▸ **PAGE EXCERPT**:
--- --- ---

This is just as true in Italy. Rita Camporeale, Head of Payments Systems at the Italian Banking Association (ABI), has said that the pandemic already accelerated the embrace of instant payments in the country and she has pointed to new use cases emerging among SMEs hoping to improve their cash management practices, initially using the service to move money between their own accounts. As more and more businesses connect to instant payments, the pressure to use them in retail environments will surely grow.
At the retail level, there are already two popular payment methods to compete with cards. Bancomat Pay (run by Bancomat, which operates the domestic card scheme and many of the country’s ATM machines) and Satispay both offer mobile apps that allow users to connect their bank accounts with their mobile phones in order to make A2A payments. These can be used by merchants as an alternative to cards already and in some markets (eg, Sweden, where more than eight million consumers and 300,000 businesses already use Swish) we can see A2A volumes building.

--- --- ---

▸ **DATA SECTION**:
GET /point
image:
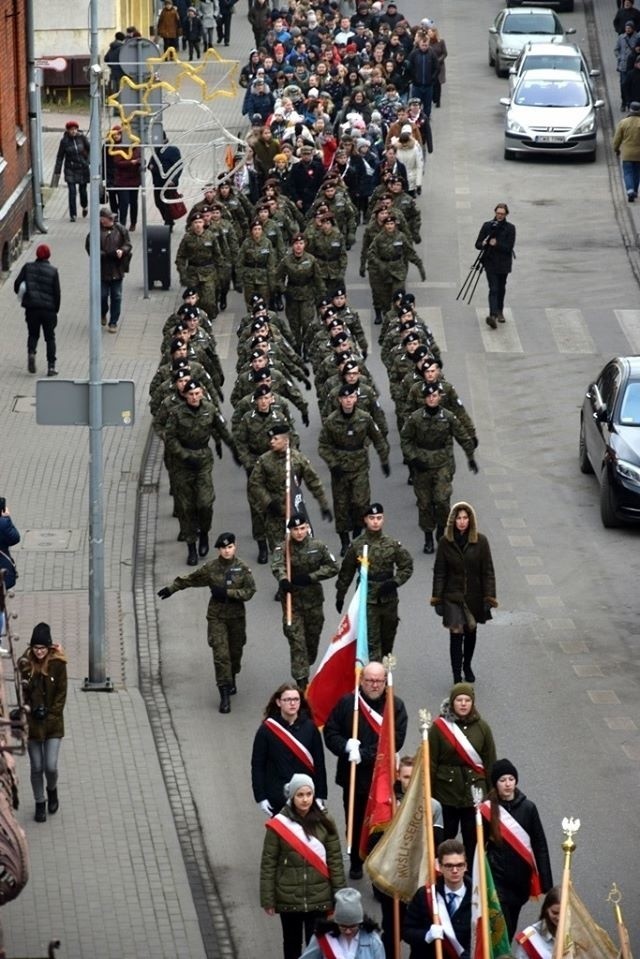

--- --- ---

▸ **EXERCISES TO COMPLETE**:
a) In the passage on instant payments, how many consumers in Sweden already use Swish?
b) Continue the passage on instant payments, starting after its final sentence.

▸ **RESPONSE LIST**:
a) More than eight million

b)
The speed of A2A aside, there is another factor that might accelerate adoption and satisfy the concerns of key Italian stakeholders, and that is privacy. As Diederik Bruggink and Alessia Benevelli from the European Savings and Retail Banking Group wrote in their interesting paper on Instant payments and cards: Apples and oranges or a possible substitute? in the Journal of Payments Strategy and Systems 15(4): p.398-409, one of the key enablers for a flourishing instant payments sector might be privacy. Using account-to-account payments via wallets, where the transaction details are conditionally anonymous, might address European sensibilities around privacy and data protection and meet the concerns of customers who prefer to keep certain transaction details confidential.
The Path To Retail Instant Payments
I rather agree with Andrew Marshman at FIS who suggested that an open, industry-wide overlay service with interoperable standards could be the way forward, which is why developments around the Single Euro Payments Area Payment Account Access (SPAA) scheme from the European Payments Council (EPC) seems rather interesting. The scheme covers the exchange of payment accounts-related data (eg, between a merchant and a consumer) and the initiation of payment transactions. It is interesting because it leverages investments already made for PSD2 compliance and goes with the grain of the European Commission (EC) legislative proposals around EU “strategy autonomy” in payments.
The SPAA scheme rule book has just been published and makes for good reading because it was developed collaboratively by the retail payment industry and the users as represented by the Euro Retail Payments Board (ERPB). While there is a lot of work be done to turn these standards into a business, they are certainly an important stepping stone from open banking on towards open finance and eventually open data. The potential for new products and services built on rich data and instant payments is real and significant.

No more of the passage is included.